### Work to do
In every entry below, switch "single dot apiece" to "single marker apiece" and leave everything else unchanged.

### Source material
--- Start ---
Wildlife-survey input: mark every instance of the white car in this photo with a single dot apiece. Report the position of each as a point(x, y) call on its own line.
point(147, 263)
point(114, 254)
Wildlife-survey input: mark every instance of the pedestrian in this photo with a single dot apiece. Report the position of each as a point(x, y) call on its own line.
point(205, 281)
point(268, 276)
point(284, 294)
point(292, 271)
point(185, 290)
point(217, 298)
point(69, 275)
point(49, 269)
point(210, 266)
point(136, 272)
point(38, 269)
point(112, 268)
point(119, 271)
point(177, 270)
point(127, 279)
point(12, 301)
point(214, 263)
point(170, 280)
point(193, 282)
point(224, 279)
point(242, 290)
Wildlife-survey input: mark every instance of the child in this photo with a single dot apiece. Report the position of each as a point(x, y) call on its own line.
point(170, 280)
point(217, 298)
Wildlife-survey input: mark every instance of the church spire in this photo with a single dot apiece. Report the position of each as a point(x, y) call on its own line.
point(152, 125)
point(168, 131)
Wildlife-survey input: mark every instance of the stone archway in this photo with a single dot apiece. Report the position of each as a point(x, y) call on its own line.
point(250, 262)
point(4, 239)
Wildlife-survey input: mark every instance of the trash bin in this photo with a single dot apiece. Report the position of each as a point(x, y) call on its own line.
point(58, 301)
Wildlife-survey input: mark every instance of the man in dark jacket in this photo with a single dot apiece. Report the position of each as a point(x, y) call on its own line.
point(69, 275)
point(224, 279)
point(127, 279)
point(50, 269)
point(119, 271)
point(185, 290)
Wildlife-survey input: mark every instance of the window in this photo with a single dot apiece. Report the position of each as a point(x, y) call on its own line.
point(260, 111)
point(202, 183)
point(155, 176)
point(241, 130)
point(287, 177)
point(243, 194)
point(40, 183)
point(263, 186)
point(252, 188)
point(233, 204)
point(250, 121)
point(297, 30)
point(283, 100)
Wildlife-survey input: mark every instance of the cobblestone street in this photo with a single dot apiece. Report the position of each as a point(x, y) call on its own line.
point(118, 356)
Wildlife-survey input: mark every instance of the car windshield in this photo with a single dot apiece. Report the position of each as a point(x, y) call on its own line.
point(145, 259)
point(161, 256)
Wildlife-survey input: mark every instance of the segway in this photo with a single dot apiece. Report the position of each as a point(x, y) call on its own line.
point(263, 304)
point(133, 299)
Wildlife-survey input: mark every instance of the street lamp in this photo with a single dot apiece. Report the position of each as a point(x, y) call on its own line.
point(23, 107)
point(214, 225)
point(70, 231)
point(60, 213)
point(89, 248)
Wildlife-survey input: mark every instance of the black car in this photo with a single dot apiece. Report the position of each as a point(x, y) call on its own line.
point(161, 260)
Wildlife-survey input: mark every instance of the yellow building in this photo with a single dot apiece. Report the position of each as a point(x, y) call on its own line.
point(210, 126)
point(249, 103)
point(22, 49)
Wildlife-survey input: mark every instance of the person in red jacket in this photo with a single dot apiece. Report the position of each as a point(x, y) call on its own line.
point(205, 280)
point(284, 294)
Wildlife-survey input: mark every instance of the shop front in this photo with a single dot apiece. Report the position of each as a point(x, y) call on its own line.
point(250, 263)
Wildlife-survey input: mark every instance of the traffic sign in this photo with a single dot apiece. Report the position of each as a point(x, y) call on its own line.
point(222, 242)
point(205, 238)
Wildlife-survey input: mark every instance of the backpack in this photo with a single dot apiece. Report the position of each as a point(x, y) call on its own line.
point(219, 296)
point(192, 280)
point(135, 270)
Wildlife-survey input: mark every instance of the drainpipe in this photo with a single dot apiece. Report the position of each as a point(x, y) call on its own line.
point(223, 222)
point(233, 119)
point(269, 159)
--- End ---
### Complete output
Wildlife-survey input: mark every instance of the white car in this photo with a single marker apiece. Report the position of each as a point(x, y) call on its own line.
point(147, 263)
point(114, 254)
Wildlife-survey input: mark every instance of the pedestrian in this photo with a single marker apiece. Report the position of each as a point(x, y) call on its own line.
point(205, 281)
point(268, 276)
point(284, 294)
point(292, 271)
point(185, 290)
point(217, 298)
point(69, 275)
point(49, 269)
point(210, 266)
point(136, 272)
point(38, 269)
point(112, 268)
point(119, 271)
point(177, 270)
point(127, 279)
point(12, 301)
point(214, 263)
point(170, 280)
point(193, 282)
point(224, 279)
point(242, 290)
Wildlife-survey input: mark every instance of the child in this photo with a single marker apiece. Report the position of each as a point(x, y) call on its own line.
point(170, 280)
point(217, 298)
Wildlife-survey input: mark every instance of the church spire in this photo with a single marker apiece. Report the position of each as a point(x, y) call on its own line.
point(152, 125)
point(168, 131)
Wildlife-survey input: mark every instance of the stone archway in this photo with a single marker apiece. Report the position of each as a point(x, y) call on its own line.
point(250, 262)
point(4, 239)
Wildlife-survey input: mark every instance of the trash bin in this photo with a single marker apiece. Report the position of each as a point(x, y) call on its own line.
point(58, 301)
Wildlife-survey input: mark every instance of the man in dark jacket in this photo with a single marker apiece. Report the position of each as a point(x, y) call on its own line.
point(69, 275)
point(224, 279)
point(127, 279)
point(50, 269)
point(119, 271)
point(185, 290)
Wildlife-survey input: mark every instance of the window in this photo with a single marker apiece. Report the position of each as a point(x, y) call on its own line.
point(260, 111)
point(202, 183)
point(155, 176)
point(241, 130)
point(287, 177)
point(243, 194)
point(40, 183)
point(263, 186)
point(252, 188)
point(233, 204)
point(250, 121)
point(297, 30)
point(283, 100)
Wildlife-survey input: mark every instance of the cobblestone street in this photo with a single marker apiece. Report the position of each as a point(x, y) call on its own line.
point(118, 356)
Wildlife-survey input: mark every instance of the car windshield in this photo with a single marker apiece. Report the position of each as a point(x, y) call on its own line.
point(145, 259)
point(161, 256)
Wildlife-survey input: mark every instance of the segway in this photo with a single marker apiece. Report the position of each as a point(x, y) call on its own line.
point(263, 304)
point(133, 299)
Wildlife-survey input: mark every instance of the street lamp in this photo with a single marker apiece. Report the position of each as a point(x, y) call on its own line.
point(23, 107)
point(214, 225)
point(70, 231)
point(60, 213)
point(89, 248)
Wildlife-survey input: mark every instance of the black car in this photo with a single marker apiece. Report the position of each as a point(x, y) call on its own line.
point(161, 260)
Wildlife-survey input: mark every instance of the yellow building in this photo with a single marker apiece. Report the position of each as a point(x, y) call on its own line.
point(210, 126)
point(249, 103)
point(22, 49)
Wildlife-survey input: mark every instance of the person in red jacket in this photo with a single marker apiece. Report the position of each as a point(x, y) call on its own line.
point(205, 280)
point(284, 294)
Wildlife-survey input: mark every instance of the shop front in this photo with a single marker apiece. Report the position of each as a point(x, y) call on its own line.
point(250, 263)
Wildlife-survey input: mark every instance of the traffic sign in this photo with a single marker apiece. Report the position of each as a point(x, y) call on its own line.
point(222, 242)
point(205, 238)
Wildlife-survey input: mark every instance of the backpack in this photo with a single marker apiece. Report the position of each as a point(x, y) call on its own line.
point(219, 296)
point(192, 280)
point(135, 270)
Wildlife-survey input: mark every instance of the drainpipe in this photo with a single marker apiece. Report the position of each as a point(x, y) call on its own line.
point(223, 222)
point(233, 119)
point(269, 159)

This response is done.